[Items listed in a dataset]
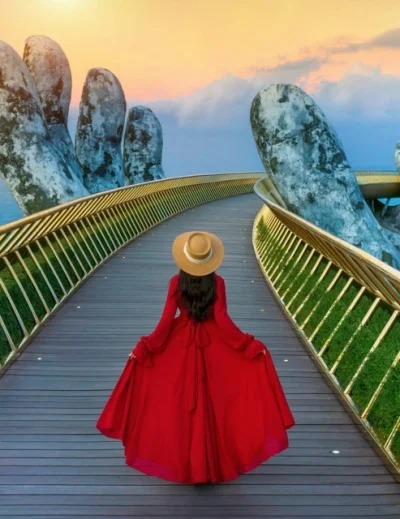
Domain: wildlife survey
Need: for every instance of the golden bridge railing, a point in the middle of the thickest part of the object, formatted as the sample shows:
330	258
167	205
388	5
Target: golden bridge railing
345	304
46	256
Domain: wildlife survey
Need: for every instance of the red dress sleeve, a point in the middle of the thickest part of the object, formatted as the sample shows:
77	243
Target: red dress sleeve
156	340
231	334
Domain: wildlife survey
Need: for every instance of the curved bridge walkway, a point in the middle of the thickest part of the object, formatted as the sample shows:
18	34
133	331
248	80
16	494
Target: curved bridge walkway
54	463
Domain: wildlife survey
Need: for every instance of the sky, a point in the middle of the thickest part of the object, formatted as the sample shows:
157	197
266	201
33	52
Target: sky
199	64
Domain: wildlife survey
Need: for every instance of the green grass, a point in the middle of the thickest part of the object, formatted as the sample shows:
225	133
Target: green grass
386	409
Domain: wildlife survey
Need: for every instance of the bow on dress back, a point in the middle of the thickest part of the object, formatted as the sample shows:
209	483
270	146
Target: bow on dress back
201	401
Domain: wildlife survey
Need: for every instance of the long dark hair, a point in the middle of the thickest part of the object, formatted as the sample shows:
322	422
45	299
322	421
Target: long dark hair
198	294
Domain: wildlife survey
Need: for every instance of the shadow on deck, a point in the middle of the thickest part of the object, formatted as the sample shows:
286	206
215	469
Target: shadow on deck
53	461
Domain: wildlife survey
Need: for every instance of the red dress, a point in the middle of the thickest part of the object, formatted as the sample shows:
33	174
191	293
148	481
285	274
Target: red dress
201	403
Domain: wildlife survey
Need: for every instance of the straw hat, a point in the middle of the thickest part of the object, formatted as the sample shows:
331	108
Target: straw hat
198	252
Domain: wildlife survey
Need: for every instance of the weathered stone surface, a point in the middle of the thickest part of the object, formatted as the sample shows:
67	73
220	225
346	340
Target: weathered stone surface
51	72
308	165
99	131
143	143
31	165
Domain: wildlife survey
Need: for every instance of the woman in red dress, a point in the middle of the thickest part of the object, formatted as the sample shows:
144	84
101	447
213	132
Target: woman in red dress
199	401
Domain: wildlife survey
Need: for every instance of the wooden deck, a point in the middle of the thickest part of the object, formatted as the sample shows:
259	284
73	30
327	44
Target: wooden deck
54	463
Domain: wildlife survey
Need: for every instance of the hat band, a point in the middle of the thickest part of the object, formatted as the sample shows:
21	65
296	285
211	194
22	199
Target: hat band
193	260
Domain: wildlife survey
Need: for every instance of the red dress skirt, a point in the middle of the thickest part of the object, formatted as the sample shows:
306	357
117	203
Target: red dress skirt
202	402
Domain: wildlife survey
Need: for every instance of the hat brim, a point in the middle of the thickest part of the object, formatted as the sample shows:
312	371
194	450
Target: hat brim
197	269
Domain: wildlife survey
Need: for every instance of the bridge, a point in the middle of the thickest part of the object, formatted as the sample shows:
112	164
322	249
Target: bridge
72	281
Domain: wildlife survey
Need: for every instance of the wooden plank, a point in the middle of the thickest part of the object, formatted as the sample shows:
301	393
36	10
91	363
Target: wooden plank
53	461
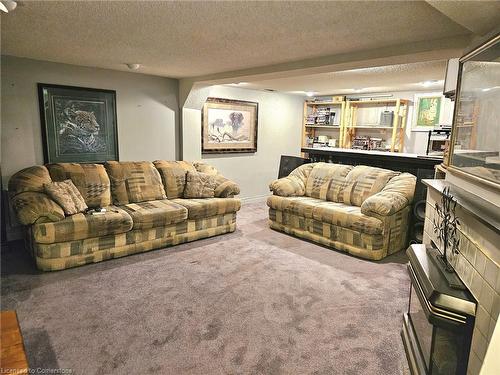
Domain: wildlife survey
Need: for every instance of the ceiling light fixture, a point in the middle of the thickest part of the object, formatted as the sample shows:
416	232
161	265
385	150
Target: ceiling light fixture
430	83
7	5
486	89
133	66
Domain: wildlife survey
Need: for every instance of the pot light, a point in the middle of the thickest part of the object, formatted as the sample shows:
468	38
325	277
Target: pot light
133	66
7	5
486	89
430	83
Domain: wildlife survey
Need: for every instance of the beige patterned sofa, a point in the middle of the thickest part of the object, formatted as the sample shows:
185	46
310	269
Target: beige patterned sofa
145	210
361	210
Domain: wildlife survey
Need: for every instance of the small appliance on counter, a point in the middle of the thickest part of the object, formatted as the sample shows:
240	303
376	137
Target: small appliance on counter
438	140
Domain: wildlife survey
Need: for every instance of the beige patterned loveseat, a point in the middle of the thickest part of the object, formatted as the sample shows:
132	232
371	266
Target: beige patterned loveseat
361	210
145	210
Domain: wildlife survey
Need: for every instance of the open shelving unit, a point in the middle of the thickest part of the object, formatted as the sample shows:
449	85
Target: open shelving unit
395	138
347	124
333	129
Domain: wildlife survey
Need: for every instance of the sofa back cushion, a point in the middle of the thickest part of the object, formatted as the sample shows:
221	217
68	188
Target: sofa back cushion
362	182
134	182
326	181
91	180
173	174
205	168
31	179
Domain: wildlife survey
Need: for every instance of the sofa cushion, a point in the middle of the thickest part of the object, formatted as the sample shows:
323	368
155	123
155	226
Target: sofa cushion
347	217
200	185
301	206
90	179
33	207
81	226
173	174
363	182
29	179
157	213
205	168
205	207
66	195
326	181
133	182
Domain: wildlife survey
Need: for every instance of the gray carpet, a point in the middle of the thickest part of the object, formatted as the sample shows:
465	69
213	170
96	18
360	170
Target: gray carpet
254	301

PROBLEM DESCRIPTION:
Copy out every line of the material above exactly, skipping the pictures.

TASK RESPONSE:
Domain: wildlife survey
Need: for every instance of the golden bridge railing, a point in the middle of the thickest part of the object, formatted as the sample shows:
330	258
167	205
388	5
Target: golden bridge railing
345	304
46	256
Domain: wildlife survey
Need: for every instance of the red dress sleeve, a point in the middle of the thickest part of the object, formatted as the sample shows:
77	243
Target: red dress sleeve
156	340
231	334
Domain: wildlife survey
Need: for every instance of the curved bridge walkway, a point in the middle of the thickest part of the object, formatted as the sample shows:
18	34
133	331
248	80
16	494
Target: curved bridge walkway
54	463
Domain: wildlife survey
Need: for every instance of the sky, a point in the middle of the thickest part of the object, formatted as the sample shows:
157	197
266	201
33	52
Target: sky
199	64
Domain: wildlife survey
Need: for every instance of the green grass, a point in the middle of the thickest part of the object, formatted as the sample shows:
225	133
Target: green grass
386	409
Domain: wildlife survey
Need: for every instance of the bow on dress back, a point in the middle of the thickest part of the object, formatted as the sample shows:
209	483
270	146
Target: bow on dress back
201	401
Domain: wildlife survey
Need: for every instance of the long dark hair, a point in the middle of the thickest part of the object, formatted as the sample shows:
322	422
45	299
322	421
Target: long dark hair
198	294
Domain: wildlife survey
Need: for every instance of the shadow on deck, a point in the middle of the thickest part of the object, formatted as the sample shows:
286	206
215	469
Target: shadow on deck
53	461
Domain: wildlife survey
Need: for every instance of the red dress, a point in the middle of the thickest part of the object, formatted as the sample shows:
33	174
191	293
148	481
285	274
Target: red dress
201	403
Domain: wildlife survey
Need: for every instance of the straw hat, a point in the middle of the thickest part of the object, formatted as the sample shows:
331	108
Target: straw hat
198	252
Domain: wildlife survey
Need: for every instance of the weathered stone surface, a point in the middle of the thickest part of the object, formatted as the sample shows:
67	73
220	225
346	340
Target: weathered stone surface
51	72
308	165
99	131
143	143
31	165
Domain: wildlife survey
Need: for every instance of the woman in red dress, a point in the middle of the thickest part of the object, formatted as the sample shows:
144	84
101	447
213	132
Target: woman in red dress
199	401
Domain: wildlife survey
Need: for every instance of the wooden deck, a point in the middle of the thickest part of the object, formatted as the sample shows:
259	284
73	30
327	44
Target: wooden deck
54	463
Domain: wildlife survey
Need: for every instance of the hat band, a point in the middle of the thickest part of the object, formatted as the sample shows:
21	65
296	285
211	194
22	199
Target: hat band
193	260
Domain: wildlife survey
Need: for every instance of the red dress skirt, a point in the middle of the thickest part of the object, formatted as the sample shows:
306	357
117	203
Target: red dress skirt
202	402
Domain: wildlife survey
Need: for every instance of the hat brim, a point in the middle of the thickest part of the object, formatted as the sample shows:
312	371
194	450
Target: hat brim
197	269
Domain: wildlife survey
Need: for every instance of the bridge, a point in the middle of the thickest part of the object, formatted as the sample shows:
112	164
322	249
Target: bridge
72	281
Domain: wildlife survey
Need: for every instance of the wooden plank, a point in the middle of the thickest part of the object, formatted as the sample shows:
301	393
36	10
91	363
Target: wooden plank
53	461
Domain: wildlife survey
Need: for every instance of the ceiling light fixture, a point in the middle of the thickest part of the object, formatted as the sample shows:
416	232
161	265
385	150
Target: ceiling light fixture
430	83
7	5
486	89
133	66
Domain: wildlife survey
Need: for every instance of the pot light, a point in the middle of the thickest part of the object, formatted as the sample shows:
468	38
325	277
Target: pot light
133	66
7	5
486	89
430	83
Domain: wildlife survey
Need: for every instance of the beige patterned sofa, a point in the middle of the thickest part of the object, formatted as the sample shows:
185	46
310	269
Target: beige patterned sofa
145	210
361	210
Domain: wildlife survey
Need: for every instance of the small appliance on counter, a point in the middle of the thickest part of the object, formatted as the sample shows:
240	303
376	137
Target: small appliance on counter
438	140
Domain: wildlife survey
Need: for every instance of the beige patterned loveseat, a point in the middle of the thickest part of the object, formatted as the sample shows:
132	232
371	266
Target: beige patterned loveseat
361	210
145	210
Domain: wildlife survey
Need: for every instance of the open shelving unit, a point in the middle of the thickest part of the object, formatted as the sample shows:
449	85
Target: open shelving unit
395	138
347	124
333	129
Domain: wildlife survey
Need: for every instance of the sofa back cushion, a point in the middle of the thickest part of the object, formatted as the sample shows:
221	217
68	188
Target: sofa back cushion
362	182
134	182
326	181
91	180
173	174
205	168
31	179
Domain: wildlife survey
Need: for every instance of the sofa cushion, a point in the middle of the thickest part of the object, formatted as the sample shows:
323	368
155	123
155	226
Target: sofa cushion
347	217
200	185
301	206
90	179
33	207
81	226
173	174
363	182
29	179
157	213
205	168
205	207
66	195
326	181
133	182
Domain: wildlife survey
Need: for every instance of the gray carpet, a point in the middle of the thickest part of the object, formatted as the sample shows:
465	69
213	170
96	18
360	170
Target: gray carpet
254	301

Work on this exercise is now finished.